---------- Data to examine

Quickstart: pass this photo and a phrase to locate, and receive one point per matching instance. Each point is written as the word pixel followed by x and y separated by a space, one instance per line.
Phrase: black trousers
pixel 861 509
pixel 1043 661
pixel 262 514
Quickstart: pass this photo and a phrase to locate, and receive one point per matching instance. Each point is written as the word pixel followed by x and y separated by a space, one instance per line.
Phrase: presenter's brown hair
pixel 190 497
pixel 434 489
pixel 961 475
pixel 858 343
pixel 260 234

--------------------

Could you retype all of the records above exactly as they appear?

Quickstart: pass this photo and a phrase to locate, and receive one point per matching instance. Each point is written as the word pixel followed by x and y separated by a space, one instance per line.
Phrase: black trousers
pixel 861 509
pixel 1043 661
pixel 262 514
Quickstart: pass this photo and a phrase to locate, and receive one point per matching instance. Each point is written as the word pixel followed by x and y separated by a space, one instance per line.
Phrase: presenter's brown hair
pixel 190 497
pixel 434 489
pixel 961 475
pixel 858 343
pixel 260 234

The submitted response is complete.